# [Problem to solve]
Copy verbatim the lines from the one containing "point: grass patch" through the end of the rows below.

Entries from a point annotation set
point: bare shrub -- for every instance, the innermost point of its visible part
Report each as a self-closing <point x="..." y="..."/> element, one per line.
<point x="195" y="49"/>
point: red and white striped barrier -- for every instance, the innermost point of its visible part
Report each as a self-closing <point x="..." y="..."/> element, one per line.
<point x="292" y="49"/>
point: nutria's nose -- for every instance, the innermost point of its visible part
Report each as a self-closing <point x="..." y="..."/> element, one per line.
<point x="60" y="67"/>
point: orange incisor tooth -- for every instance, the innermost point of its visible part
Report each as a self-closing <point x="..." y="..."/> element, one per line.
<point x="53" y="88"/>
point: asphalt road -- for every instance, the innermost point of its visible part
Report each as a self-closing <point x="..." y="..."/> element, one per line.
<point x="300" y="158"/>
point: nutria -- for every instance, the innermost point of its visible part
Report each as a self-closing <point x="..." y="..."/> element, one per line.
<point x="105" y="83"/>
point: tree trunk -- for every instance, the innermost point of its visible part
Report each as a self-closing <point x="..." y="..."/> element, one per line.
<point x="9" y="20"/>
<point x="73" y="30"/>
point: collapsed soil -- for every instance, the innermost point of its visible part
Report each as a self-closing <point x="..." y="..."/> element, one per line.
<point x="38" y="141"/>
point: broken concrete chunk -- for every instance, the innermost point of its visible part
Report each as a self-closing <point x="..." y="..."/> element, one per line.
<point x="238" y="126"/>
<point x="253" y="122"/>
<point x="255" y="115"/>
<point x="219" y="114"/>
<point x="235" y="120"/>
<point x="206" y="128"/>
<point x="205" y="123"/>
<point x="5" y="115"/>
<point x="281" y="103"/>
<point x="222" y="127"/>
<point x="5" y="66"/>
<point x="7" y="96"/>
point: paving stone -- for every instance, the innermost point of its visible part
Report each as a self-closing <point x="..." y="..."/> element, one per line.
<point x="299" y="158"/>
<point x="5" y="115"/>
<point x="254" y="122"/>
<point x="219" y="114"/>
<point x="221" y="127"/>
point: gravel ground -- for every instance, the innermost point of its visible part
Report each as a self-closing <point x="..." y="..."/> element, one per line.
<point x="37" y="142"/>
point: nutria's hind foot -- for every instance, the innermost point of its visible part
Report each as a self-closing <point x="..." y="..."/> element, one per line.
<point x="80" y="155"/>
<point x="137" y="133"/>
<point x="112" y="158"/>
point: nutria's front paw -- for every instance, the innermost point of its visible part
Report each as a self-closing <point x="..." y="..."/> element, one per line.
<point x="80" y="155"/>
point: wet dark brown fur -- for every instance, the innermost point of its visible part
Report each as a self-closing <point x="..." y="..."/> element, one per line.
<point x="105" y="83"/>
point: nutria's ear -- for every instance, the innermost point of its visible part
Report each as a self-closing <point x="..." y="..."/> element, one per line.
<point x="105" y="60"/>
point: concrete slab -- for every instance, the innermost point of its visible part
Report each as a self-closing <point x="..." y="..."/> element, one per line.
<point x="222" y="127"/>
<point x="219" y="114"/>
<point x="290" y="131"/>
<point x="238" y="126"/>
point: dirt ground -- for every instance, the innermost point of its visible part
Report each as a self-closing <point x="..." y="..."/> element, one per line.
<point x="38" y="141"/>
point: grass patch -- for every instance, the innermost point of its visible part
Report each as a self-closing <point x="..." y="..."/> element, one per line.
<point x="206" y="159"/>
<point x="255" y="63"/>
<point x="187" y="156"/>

# [Answer for the task]
point: grass patch -- for every instance, the innermost point of its visible part
Report each as a self-closing <point x="..." y="..."/> element, one per line.
<point x="206" y="159"/>
<point x="255" y="63"/>
<point x="187" y="156"/>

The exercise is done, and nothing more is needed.